# Given exercise:
Reproduce the listing below word for word, beginning at the line that has "For every instance of the cattail stem, record" and stopping after the final line of the listing. Leave the pictures out.

-*-*-

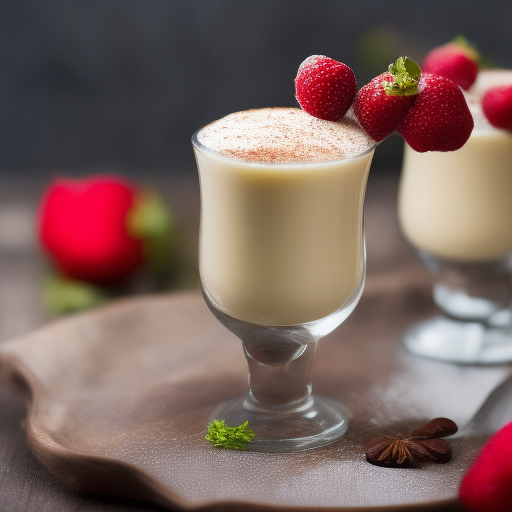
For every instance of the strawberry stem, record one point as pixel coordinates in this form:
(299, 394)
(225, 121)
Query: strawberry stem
(406, 74)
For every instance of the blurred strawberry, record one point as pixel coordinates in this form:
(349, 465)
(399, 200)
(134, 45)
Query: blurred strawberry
(99, 230)
(458, 61)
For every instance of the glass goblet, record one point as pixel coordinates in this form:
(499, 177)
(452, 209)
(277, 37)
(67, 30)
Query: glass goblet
(282, 264)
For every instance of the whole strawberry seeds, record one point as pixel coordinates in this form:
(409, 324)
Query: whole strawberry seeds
(382, 104)
(325, 88)
(439, 119)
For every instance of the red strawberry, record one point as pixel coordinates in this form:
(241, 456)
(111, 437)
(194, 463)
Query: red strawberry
(325, 88)
(497, 106)
(456, 61)
(382, 104)
(82, 226)
(439, 119)
(488, 484)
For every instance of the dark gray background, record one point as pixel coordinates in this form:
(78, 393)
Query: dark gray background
(120, 85)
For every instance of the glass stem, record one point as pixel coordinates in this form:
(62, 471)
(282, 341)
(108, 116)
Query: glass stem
(279, 369)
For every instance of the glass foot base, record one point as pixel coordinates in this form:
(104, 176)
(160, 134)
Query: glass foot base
(316, 422)
(460, 342)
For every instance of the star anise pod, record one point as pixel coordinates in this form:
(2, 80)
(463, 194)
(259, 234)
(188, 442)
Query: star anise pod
(424, 445)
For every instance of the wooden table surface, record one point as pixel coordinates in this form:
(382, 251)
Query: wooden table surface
(25, 484)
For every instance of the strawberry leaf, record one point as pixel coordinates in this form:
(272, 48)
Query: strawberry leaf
(406, 74)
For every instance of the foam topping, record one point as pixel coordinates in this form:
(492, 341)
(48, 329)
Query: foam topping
(284, 136)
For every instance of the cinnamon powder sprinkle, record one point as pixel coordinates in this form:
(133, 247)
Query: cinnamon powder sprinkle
(284, 136)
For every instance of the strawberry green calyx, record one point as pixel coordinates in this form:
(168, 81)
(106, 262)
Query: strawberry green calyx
(406, 74)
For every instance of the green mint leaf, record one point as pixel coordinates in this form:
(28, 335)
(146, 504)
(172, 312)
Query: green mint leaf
(152, 221)
(63, 295)
(406, 74)
(232, 438)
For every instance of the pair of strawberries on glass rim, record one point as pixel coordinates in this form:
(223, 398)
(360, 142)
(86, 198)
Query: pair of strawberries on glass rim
(425, 105)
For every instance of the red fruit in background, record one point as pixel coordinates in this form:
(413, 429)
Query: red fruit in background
(488, 484)
(439, 119)
(497, 106)
(83, 228)
(325, 88)
(455, 61)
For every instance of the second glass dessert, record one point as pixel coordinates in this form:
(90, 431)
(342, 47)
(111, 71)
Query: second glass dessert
(282, 258)
(456, 210)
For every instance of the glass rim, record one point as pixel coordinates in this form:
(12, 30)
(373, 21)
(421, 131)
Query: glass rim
(201, 147)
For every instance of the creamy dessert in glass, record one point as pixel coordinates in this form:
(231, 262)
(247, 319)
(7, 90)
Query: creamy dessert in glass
(455, 208)
(282, 258)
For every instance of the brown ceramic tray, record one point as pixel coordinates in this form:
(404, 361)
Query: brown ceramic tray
(118, 400)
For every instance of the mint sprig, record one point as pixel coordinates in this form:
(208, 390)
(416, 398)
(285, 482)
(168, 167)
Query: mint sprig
(406, 74)
(232, 438)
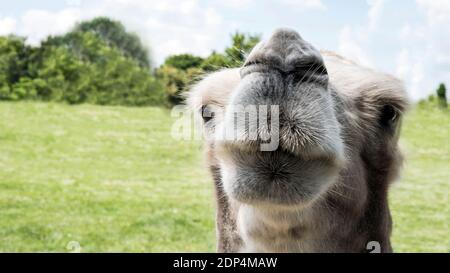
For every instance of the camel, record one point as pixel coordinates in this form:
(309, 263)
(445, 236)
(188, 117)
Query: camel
(324, 186)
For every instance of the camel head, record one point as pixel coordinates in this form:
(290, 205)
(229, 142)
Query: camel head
(290, 130)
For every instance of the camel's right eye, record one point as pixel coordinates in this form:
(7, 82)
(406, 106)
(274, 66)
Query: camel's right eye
(207, 113)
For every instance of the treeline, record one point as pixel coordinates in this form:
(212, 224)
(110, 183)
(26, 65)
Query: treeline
(99, 62)
(439, 99)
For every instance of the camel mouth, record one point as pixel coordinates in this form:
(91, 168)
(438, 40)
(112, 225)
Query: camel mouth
(277, 178)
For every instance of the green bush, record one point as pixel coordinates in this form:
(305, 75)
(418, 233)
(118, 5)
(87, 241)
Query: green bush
(92, 64)
(441, 95)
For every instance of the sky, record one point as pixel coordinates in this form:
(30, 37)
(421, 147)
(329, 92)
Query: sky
(407, 38)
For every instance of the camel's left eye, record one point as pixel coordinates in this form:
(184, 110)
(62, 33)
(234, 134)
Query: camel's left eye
(389, 116)
(207, 113)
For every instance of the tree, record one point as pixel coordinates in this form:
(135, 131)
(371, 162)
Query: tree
(215, 61)
(441, 95)
(115, 35)
(184, 61)
(14, 61)
(241, 46)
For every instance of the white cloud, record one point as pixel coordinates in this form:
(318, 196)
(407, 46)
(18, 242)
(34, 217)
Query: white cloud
(354, 39)
(424, 60)
(304, 5)
(375, 12)
(7, 25)
(349, 46)
(37, 24)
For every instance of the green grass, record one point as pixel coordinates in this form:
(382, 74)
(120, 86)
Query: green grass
(112, 179)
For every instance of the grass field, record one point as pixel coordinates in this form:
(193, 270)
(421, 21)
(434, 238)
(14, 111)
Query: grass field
(112, 179)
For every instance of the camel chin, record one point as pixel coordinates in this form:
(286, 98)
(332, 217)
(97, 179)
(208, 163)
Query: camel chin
(302, 148)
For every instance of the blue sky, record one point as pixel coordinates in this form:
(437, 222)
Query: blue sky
(407, 38)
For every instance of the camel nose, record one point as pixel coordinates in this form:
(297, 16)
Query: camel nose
(287, 52)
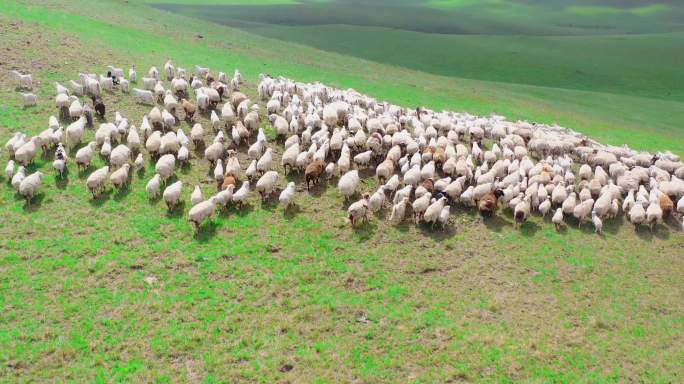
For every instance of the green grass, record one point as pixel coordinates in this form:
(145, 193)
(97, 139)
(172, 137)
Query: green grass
(259, 290)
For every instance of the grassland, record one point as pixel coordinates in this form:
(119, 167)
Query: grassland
(116, 290)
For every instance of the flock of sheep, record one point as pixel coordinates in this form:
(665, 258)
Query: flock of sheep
(425, 161)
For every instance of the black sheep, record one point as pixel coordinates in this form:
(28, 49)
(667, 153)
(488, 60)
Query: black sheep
(99, 106)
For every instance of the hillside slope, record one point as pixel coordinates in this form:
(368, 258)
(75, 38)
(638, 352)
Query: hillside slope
(117, 290)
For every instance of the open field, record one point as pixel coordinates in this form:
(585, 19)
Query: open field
(263, 296)
(621, 53)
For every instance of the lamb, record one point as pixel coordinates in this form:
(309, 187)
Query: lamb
(189, 109)
(99, 106)
(489, 202)
(143, 96)
(18, 177)
(267, 183)
(240, 196)
(637, 215)
(165, 166)
(139, 162)
(197, 134)
(654, 214)
(97, 180)
(420, 205)
(358, 210)
(348, 183)
(313, 172)
(74, 132)
(85, 155)
(119, 156)
(398, 211)
(29, 99)
(24, 81)
(218, 171)
(290, 157)
(264, 163)
(432, 213)
(9, 170)
(172, 194)
(152, 187)
(582, 210)
(29, 185)
(521, 211)
(557, 218)
(287, 195)
(59, 164)
(363, 158)
(27, 152)
(377, 200)
(119, 178)
(214, 152)
(202, 211)
(76, 88)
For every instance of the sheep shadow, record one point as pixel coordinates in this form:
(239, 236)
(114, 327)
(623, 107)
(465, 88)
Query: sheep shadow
(365, 230)
(62, 181)
(100, 199)
(206, 231)
(85, 171)
(122, 192)
(34, 203)
(529, 228)
(292, 211)
(494, 222)
(176, 211)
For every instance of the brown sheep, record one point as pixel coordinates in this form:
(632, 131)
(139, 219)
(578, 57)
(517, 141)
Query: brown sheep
(666, 205)
(489, 202)
(313, 172)
(189, 109)
(228, 180)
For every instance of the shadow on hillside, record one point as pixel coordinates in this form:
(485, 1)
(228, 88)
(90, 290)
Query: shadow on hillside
(35, 203)
(206, 231)
(100, 199)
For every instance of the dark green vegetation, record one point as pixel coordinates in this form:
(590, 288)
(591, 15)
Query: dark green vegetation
(116, 290)
(632, 50)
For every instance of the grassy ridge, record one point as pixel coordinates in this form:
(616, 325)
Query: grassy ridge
(261, 291)
(642, 123)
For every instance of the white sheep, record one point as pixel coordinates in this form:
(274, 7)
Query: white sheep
(24, 81)
(398, 211)
(348, 183)
(165, 166)
(432, 213)
(139, 162)
(25, 154)
(18, 177)
(143, 96)
(9, 170)
(29, 99)
(264, 163)
(29, 185)
(196, 196)
(240, 196)
(152, 187)
(202, 211)
(120, 155)
(119, 178)
(357, 210)
(287, 195)
(172, 195)
(74, 132)
(85, 155)
(267, 183)
(97, 181)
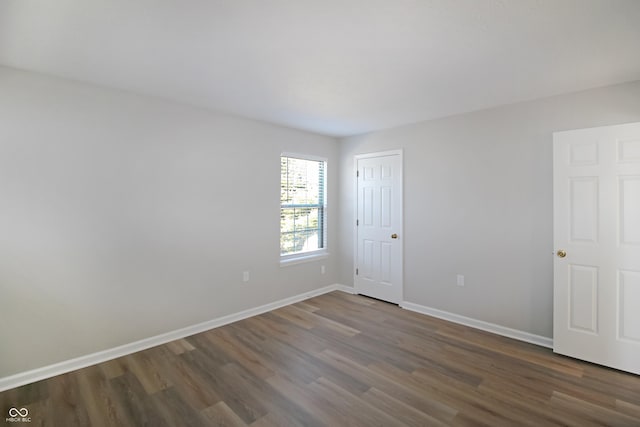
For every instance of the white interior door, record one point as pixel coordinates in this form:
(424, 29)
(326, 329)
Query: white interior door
(597, 225)
(379, 226)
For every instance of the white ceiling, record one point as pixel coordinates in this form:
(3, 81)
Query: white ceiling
(337, 67)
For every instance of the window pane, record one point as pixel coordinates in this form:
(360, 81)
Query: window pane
(302, 205)
(300, 230)
(301, 181)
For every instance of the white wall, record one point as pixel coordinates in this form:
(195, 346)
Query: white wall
(123, 217)
(478, 202)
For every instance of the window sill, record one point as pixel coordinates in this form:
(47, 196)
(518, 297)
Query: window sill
(303, 258)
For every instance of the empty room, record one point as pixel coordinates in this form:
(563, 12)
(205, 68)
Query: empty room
(320, 213)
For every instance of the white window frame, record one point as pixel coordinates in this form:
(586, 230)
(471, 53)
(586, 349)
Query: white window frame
(302, 257)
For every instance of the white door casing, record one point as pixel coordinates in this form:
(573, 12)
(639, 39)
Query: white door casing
(597, 224)
(379, 237)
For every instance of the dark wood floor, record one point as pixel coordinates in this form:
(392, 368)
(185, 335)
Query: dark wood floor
(336, 360)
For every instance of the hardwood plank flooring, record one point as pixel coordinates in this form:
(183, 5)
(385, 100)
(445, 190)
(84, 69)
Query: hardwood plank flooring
(336, 360)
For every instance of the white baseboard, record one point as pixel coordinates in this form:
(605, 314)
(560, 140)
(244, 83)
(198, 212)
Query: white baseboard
(346, 289)
(38, 374)
(480, 324)
(49, 371)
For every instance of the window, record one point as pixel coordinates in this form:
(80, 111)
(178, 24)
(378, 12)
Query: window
(302, 205)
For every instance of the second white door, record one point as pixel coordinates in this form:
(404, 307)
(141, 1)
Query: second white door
(597, 242)
(379, 226)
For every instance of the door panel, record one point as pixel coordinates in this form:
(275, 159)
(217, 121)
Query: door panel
(379, 216)
(597, 223)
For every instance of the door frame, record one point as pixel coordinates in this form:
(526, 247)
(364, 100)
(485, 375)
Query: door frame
(356, 158)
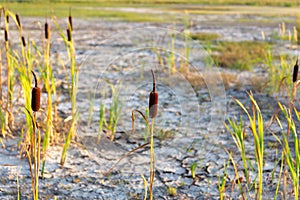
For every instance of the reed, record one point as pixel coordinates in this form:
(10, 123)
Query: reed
(153, 109)
(35, 142)
(50, 88)
(74, 84)
(257, 129)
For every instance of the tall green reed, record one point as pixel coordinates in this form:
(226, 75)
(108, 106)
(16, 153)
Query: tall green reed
(257, 129)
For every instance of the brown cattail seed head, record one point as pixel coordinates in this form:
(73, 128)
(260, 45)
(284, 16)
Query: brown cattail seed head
(46, 31)
(23, 41)
(295, 74)
(5, 35)
(153, 99)
(69, 35)
(35, 95)
(18, 20)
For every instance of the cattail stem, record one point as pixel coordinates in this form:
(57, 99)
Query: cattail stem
(153, 99)
(70, 19)
(152, 160)
(154, 81)
(35, 95)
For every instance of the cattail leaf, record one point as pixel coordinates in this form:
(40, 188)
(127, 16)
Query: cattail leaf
(5, 35)
(46, 31)
(296, 71)
(23, 41)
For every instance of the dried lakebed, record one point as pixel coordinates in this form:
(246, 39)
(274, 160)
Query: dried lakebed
(189, 127)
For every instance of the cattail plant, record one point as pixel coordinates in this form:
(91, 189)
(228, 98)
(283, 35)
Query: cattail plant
(35, 143)
(153, 99)
(50, 88)
(153, 109)
(70, 20)
(74, 76)
(296, 82)
(35, 95)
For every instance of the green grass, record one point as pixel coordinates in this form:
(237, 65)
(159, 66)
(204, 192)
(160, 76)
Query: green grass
(201, 36)
(111, 9)
(239, 55)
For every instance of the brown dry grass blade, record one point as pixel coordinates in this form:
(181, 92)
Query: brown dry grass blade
(126, 155)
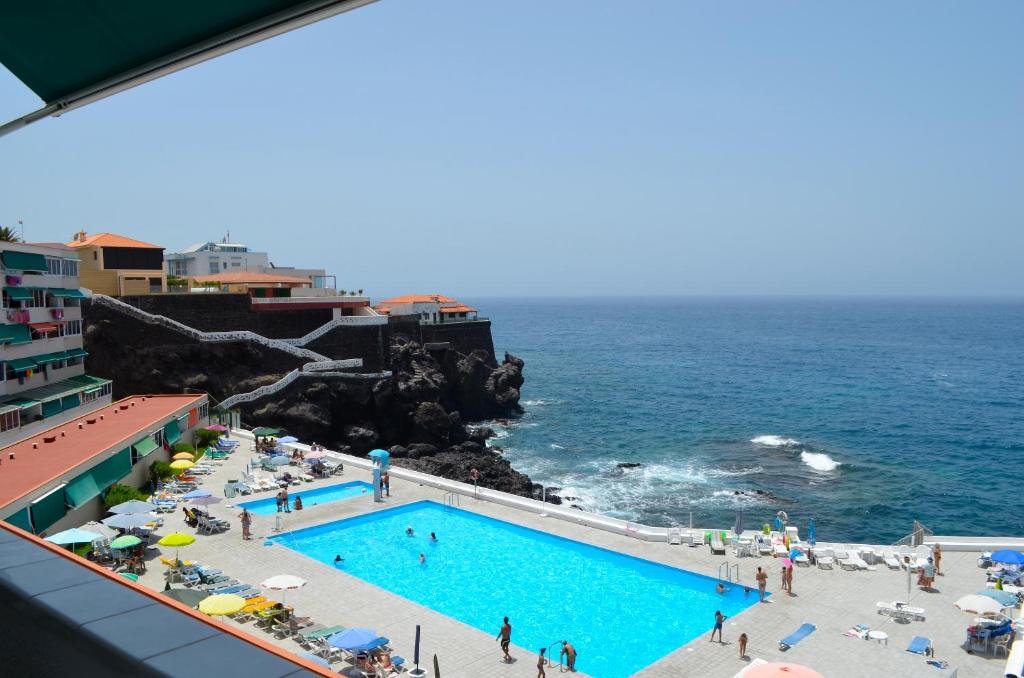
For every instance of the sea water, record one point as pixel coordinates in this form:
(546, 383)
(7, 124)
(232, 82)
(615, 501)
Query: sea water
(861, 414)
(619, 611)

-*-*-

# Task answer:
For every instance of the cattail stem, record one point as pixel coordinates in this form:
(57, 99)
Query: cattail stem
(153, 99)
(70, 19)
(152, 160)
(154, 81)
(35, 95)
For every instance of the cattail leaf, record one point as pixel coordinates in this form:
(40, 188)
(127, 16)
Query: cattail leaf
(5, 35)
(46, 31)
(296, 71)
(23, 41)
For every instance of the dried lakebed, record one point as pixel coordinates in this form:
(246, 39)
(274, 160)
Query: dried lakebed
(189, 127)
For every instance of the cattail plant, record one point as pixel coordinates in this form:
(91, 189)
(228, 98)
(283, 35)
Query: cattail plant
(35, 143)
(153, 99)
(50, 88)
(153, 109)
(70, 20)
(74, 76)
(296, 82)
(35, 95)
For every instance of the green grass, record one point as pixel coordinates in this form:
(237, 65)
(159, 66)
(204, 192)
(160, 76)
Query: green grass
(201, 36)
(111, 9)
(239, 55)
For every instance of the brown dry grass blade, record one point as pixel coordinates in this form:
(181, 92)
Query: brown dry grass blade
(126, 155)
For every instance of the sea water, record one point as pixel coordinates in this form:
(546, 383)
(7, 124)
(232, 82)
(615, 501)
Query: sea water
(861, 414)
(619, 611)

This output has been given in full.